== Excerpted text

But back to those youths who get busted trafficking in narcotics. They are taken into custody and sometimes it turns out that they are so young the media is castigated for revealing their identity – the critics likening the revelations to something akin to a death penalty, but forgetting that the perpetrators were involved in a most criminal act.
In most societies there are crimes that dictate that the perpetrators be tried as adults, and while British common law differs markedly from American jurisprudence, none could forget that the American media spare no pains in revealing the identity of young offenders who try to either directly or indirectly, destroy other Americans. The only time age is a possible consideration is in relation to the death penalty.
In Guyana, we have gone to great lengths to identify young people charged with other heinous crimes, such as those involved in fatal carjackings and rape, etc. There is a convention that seeks to have the media protect young criminals who have not attained the age of majority, but such a convention is often dictated by the nature of the crime. We could appreciate the non-revelation of the names and identity of young people in such misdemeanours as petty larceny, but the same convention would not apply to drug trafficking and murder. Those are adult crimes and the perpetrators should be treated as adults.

====
== Dataset content

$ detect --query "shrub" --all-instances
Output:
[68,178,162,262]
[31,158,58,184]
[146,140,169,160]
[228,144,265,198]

====

Exercise task 1 →
Answer the following about the commentary on naming young offenders:
(a) To what do critics liken the media's revealing of the identity of young drug traffickers?
(b) In relation to what is age described as the only possible consideration in American practice?
(c) Which misdemeanour does the commentary give as one where withholding young people's names could be appreciated?
Exercise task 2 →
Output the passage of the commentary on naming young offenders from "But back to" up to and including "the death penalty.", reproduced word for word.
Exercise task 3 →
Go on with the commentary on naming young offenders, starting after its final sentence.

Response 1 →
(a) To something akin to a death penalty.
(b) The death penalty.
(c) Petty larceny.

Response 2 →
But back to those youths who get busted trafficking in narcotics. They are taken into custody and sometimes it turns out that they are so young the media is castigated for revealing their identity – the critics likening the revelations to something akin to a death penalty, but forgetting that the perpetrators were involved in a most criminal act.
In most societies there are crimes that dictate that the perpetrators be tried as adults, and while British common law differs markedly from American jurisprudence, none could forget that the American media spare no pains in revealing the identity of young offenders who try to either directly or indirectly, destroy other Americans. The only time age is a possible consideration is in relation to the death penalty.

Response 3 →
Unless the drug courier is a moron, there can be no excuse for seeking to excuse the trafficker. By trying to do so would only lead to the recruiting of even more young people, and because of the economic situation, there seems to be no shortage of young people willing to risk all to move cocaine across borders. And these young people appear to have qualified for visas to the metropolitan countries.
In fact, the conditions are such that those who deal in drugs appear as role models for young people who have been pounding the streets in search of non-existent jobs.
The pay is obviously good; it is reported that a courier is offered at least US$2,000 to transport a kilogram of cocaine to the United States.
Certainly that is lure enough for a young person, but at the same time the critics should not conclude that these young people are so innocent that they deserve protection from the wider society. They know what they are about. They have opted to take a chance in a dangerous situation that some see as a game.